WHAT THE TASK ASKS:
Reproduce the material below word for word, starting at its first line and ending at the line that contains "[[148, 706]]". Include both of those lines.

------ DATASET RECORDS ------

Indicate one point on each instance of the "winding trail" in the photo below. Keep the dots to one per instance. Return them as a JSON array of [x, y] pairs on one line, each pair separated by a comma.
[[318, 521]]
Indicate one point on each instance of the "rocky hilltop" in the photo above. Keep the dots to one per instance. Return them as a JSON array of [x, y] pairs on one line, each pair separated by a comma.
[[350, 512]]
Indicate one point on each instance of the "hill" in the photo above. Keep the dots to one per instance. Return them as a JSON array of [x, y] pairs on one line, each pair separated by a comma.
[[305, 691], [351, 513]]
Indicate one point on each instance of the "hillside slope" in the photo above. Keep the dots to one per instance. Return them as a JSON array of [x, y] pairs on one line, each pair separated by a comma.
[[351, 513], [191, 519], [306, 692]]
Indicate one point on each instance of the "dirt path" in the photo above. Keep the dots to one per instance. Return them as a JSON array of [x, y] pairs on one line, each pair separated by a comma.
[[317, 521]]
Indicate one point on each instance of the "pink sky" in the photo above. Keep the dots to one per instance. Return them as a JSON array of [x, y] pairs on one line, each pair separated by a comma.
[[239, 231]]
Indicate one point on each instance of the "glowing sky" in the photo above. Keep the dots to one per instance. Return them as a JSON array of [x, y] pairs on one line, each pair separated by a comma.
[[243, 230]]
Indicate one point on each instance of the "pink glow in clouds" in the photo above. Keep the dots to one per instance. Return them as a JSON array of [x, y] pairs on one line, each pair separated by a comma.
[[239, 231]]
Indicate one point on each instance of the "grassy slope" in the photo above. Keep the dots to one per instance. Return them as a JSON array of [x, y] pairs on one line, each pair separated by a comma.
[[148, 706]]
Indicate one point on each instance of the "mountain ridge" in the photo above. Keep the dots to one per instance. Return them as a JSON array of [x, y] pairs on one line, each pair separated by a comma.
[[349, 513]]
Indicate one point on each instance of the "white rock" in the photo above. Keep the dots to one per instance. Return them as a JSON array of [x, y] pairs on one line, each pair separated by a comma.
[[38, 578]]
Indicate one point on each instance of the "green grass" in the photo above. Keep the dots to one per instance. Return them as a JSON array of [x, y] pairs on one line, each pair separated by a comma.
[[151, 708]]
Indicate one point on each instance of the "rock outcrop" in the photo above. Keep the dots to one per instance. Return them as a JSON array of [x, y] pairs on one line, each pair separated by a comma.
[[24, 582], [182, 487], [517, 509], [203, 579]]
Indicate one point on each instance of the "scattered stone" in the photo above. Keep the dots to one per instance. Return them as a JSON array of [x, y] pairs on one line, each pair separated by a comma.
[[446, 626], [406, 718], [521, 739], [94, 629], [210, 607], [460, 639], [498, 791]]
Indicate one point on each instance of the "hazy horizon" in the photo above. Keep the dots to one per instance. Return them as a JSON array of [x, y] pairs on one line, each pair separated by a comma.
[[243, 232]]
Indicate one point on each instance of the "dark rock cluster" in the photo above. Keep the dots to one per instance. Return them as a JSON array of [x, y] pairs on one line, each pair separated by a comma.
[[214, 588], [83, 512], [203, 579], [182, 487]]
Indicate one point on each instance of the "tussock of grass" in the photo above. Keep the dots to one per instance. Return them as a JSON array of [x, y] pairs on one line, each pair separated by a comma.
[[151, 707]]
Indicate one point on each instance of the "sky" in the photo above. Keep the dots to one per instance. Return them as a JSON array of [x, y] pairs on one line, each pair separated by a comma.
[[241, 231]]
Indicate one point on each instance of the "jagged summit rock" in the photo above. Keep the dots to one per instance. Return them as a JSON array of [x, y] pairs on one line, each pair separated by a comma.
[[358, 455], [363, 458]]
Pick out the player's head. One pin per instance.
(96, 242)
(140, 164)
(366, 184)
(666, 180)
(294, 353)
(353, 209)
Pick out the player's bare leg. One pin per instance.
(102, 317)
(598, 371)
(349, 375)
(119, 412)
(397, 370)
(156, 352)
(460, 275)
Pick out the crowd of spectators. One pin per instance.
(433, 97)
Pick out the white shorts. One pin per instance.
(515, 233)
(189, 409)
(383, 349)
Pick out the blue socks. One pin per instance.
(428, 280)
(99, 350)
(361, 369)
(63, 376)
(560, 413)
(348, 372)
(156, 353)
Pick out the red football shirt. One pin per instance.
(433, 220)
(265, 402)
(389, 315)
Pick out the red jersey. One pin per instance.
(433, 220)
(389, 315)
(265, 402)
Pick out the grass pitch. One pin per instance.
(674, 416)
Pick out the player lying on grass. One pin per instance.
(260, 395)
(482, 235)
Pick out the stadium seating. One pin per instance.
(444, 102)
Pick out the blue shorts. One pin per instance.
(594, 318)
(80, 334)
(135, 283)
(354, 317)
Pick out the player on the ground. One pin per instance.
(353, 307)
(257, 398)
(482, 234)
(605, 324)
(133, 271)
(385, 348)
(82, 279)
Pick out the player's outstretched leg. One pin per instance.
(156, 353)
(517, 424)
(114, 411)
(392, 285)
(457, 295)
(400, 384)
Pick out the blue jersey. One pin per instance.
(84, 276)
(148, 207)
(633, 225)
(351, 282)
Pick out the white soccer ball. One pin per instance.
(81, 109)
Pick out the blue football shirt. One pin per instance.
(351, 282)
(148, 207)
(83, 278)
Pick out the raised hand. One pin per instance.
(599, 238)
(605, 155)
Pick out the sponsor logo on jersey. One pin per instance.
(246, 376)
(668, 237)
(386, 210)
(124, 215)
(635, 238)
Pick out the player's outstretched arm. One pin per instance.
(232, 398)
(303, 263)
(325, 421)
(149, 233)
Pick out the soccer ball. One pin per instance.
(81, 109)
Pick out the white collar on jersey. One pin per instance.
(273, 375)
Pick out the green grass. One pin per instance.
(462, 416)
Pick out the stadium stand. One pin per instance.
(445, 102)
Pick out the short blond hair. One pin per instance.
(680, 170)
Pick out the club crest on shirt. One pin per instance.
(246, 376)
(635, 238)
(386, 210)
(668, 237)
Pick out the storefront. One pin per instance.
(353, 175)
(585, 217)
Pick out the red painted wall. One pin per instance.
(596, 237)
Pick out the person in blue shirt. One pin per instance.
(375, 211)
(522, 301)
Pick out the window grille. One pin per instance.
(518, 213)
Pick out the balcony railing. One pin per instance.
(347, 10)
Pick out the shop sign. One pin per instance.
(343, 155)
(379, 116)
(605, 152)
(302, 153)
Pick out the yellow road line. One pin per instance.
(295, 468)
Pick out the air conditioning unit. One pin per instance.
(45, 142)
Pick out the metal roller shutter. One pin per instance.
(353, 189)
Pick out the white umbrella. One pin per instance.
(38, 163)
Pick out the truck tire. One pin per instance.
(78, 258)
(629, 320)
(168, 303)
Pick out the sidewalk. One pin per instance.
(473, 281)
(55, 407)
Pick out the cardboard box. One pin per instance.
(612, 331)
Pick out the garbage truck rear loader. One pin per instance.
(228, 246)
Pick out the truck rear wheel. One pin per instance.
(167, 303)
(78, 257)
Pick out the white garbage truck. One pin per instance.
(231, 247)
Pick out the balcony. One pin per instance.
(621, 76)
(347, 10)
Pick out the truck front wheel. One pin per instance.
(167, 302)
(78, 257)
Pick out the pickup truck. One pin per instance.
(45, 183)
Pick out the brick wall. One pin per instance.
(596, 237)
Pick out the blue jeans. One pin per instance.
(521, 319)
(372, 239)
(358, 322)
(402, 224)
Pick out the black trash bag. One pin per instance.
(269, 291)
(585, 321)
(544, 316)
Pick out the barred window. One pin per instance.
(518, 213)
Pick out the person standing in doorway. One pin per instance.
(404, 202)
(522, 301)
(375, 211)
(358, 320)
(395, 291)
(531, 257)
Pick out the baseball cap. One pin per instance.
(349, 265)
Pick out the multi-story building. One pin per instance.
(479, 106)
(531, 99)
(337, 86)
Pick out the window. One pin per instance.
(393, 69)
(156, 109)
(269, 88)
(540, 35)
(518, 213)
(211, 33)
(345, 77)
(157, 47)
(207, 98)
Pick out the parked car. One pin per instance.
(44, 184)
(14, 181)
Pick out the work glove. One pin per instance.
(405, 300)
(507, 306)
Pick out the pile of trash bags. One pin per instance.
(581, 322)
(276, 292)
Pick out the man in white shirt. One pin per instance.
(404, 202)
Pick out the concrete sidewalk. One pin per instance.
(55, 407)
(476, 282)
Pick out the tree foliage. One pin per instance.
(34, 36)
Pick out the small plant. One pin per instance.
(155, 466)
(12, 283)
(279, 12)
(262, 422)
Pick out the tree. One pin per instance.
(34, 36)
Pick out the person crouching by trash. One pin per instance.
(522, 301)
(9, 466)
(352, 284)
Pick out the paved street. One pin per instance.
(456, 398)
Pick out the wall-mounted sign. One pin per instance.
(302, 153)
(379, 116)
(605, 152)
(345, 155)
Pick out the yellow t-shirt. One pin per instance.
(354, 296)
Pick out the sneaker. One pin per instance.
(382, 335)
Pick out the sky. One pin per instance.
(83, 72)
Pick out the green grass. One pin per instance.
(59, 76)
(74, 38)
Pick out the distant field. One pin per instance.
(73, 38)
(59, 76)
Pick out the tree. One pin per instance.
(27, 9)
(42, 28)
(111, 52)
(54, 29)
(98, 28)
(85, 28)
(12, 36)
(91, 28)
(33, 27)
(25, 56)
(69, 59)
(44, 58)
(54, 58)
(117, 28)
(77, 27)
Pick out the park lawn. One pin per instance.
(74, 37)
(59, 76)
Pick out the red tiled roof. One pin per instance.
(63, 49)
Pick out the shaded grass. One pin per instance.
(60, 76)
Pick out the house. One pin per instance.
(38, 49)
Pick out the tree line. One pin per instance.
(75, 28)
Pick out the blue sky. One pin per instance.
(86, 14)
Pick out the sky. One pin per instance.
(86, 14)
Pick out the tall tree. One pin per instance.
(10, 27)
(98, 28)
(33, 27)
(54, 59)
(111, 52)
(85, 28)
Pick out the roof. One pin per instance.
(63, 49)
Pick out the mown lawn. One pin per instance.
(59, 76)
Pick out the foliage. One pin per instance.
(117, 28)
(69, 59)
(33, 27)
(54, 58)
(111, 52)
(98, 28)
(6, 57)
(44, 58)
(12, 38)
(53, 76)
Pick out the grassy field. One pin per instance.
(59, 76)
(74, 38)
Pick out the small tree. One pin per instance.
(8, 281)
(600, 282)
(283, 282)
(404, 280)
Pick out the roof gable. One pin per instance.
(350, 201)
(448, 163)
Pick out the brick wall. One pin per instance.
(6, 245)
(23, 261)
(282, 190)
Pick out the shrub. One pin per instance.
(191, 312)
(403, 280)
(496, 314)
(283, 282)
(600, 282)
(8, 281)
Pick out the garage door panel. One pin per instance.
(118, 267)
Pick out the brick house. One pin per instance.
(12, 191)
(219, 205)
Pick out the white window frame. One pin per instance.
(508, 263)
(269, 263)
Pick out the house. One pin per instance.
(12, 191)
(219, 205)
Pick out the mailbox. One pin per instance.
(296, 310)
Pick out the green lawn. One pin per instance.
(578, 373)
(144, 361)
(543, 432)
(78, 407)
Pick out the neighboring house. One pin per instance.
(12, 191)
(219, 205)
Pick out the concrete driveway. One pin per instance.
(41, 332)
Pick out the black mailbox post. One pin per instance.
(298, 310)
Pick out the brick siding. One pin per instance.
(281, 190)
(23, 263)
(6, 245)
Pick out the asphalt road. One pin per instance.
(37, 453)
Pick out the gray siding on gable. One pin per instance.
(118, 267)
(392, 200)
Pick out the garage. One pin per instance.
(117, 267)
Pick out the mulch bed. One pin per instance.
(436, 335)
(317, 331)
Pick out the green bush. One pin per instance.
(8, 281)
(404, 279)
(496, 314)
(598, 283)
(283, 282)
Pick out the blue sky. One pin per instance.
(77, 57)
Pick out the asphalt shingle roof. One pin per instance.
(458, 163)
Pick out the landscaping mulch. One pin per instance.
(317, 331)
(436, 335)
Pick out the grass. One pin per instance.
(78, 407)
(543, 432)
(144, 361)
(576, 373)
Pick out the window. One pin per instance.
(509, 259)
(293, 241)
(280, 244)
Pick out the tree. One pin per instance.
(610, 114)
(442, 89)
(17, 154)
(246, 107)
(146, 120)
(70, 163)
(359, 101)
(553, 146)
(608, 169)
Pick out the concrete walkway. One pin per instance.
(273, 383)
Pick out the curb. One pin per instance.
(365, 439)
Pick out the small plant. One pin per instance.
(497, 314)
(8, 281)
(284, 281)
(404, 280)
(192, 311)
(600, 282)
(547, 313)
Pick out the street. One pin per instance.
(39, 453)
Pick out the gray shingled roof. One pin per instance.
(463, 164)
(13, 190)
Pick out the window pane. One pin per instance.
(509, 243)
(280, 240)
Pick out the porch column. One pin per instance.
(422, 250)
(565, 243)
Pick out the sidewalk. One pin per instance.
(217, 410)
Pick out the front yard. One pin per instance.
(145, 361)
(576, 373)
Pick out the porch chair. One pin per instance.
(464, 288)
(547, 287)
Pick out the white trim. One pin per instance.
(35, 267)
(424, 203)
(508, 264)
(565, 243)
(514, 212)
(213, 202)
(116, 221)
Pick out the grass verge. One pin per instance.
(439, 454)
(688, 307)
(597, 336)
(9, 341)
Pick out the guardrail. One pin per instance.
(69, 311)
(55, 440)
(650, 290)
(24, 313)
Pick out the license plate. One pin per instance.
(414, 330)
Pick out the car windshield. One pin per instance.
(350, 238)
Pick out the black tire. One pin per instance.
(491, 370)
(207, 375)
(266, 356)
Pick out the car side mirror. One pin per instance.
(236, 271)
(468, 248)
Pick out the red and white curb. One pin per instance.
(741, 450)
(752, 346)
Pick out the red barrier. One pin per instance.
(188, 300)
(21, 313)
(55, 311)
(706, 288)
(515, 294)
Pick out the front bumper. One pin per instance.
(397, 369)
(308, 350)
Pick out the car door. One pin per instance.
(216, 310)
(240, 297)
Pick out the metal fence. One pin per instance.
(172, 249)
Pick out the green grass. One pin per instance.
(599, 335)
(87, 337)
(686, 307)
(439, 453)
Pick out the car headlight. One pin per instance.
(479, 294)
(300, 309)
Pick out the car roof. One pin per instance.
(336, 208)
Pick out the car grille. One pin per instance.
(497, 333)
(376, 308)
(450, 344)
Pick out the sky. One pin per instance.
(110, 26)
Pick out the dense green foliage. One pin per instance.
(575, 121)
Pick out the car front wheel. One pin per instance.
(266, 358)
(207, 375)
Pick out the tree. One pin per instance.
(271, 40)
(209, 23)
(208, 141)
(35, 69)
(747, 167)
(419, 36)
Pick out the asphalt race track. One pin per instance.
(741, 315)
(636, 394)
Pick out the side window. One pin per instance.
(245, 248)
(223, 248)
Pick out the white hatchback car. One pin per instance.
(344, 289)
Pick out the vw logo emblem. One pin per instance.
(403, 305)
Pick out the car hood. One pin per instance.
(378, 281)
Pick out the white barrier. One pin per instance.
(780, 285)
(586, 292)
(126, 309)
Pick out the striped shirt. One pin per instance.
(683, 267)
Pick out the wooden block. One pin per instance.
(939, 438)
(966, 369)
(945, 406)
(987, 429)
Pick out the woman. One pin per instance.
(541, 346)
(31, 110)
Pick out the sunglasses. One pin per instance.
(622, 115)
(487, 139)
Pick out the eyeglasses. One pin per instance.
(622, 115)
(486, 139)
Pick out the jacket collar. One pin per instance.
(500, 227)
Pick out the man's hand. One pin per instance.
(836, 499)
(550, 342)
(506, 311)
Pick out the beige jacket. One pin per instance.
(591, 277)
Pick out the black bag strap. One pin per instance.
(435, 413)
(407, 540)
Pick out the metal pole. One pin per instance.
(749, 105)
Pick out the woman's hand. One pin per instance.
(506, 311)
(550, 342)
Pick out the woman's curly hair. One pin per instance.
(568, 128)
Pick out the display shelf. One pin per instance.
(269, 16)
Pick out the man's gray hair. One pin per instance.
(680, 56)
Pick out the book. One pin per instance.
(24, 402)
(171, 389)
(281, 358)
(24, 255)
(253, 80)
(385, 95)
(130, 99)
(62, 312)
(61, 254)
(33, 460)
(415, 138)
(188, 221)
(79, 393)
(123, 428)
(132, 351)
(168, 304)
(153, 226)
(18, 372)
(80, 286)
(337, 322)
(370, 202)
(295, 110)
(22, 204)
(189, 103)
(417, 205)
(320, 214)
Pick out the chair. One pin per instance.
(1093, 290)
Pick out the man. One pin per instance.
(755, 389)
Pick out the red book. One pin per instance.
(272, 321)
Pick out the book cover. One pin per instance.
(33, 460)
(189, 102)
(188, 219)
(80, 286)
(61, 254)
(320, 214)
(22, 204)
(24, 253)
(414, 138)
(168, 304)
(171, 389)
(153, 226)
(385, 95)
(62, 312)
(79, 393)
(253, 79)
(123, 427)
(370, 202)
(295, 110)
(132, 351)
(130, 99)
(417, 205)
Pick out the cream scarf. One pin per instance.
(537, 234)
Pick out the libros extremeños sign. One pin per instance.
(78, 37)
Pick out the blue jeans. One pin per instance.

------

FINISHED TASK:
Indicate one point on each instance of the "winding trail" in the photo below. Keep the dots to one per instance. Return them as a JSON array of [x, y] pairs on one line, each pair separated by a comma.
[[318, 521]]
Indicate one point on each instance of the "rocky hilltop" in the photo above. Keep the dots to one per instance. Return them as a JSON array of [x, y] pairs on one line, each pair separated by a comma.
[[350, 512]]
Indicate one point on each instance of the "hill" in the photo above. Keep the dots to one per instance. Return them as a JSON array of [x, y] pairs on one line, each pair separated by a comma.
[[305, 691], [351, 513]]
Indicate one point on each instance of the "hillside slope" in the photo above. Keep the dots to one per instance. Return them as a JSON array of [x, y] pairs on one line, each pair separated by a comma.
[[351, 513], [191, 519], [306, 692]]
Indicate one point on each instance of the "dirt path" in the photo above. Keep the dots to one per instance. Return them as a JSON array of [x, y] pairs on one line, each pair separated by a comma.
[[317, 521]]
Indicate one point on each instance of the "pink sky" in the photo above. Keep the dots to one per instance. Return them as a JSON array of [x, y] pairs on one line, each pair separated by a comma.
[[239, 231]]
Indicate one point on each instance of the "glowing sky" in the photo above. Keep the dots to one per instance. Return them as a JSON array of [x, y] pairs on one line, each pair separated by a comma.
[[243, 230]]
Indicate one point on each instance of the "pink glow in clouds" in the photo above. Keep the dots to one per instance. Return them as a JSON array of [x, y] pairs on one line, each pair separated by a comma.
[[239, 231]]
Indicate one point on each instance of the "grassy slope" in the photo above. Keep the dots to one per instance. Return them as a JSON array of [x, y] pairs on one line, each pair separated by a comma.
[[148, 706]]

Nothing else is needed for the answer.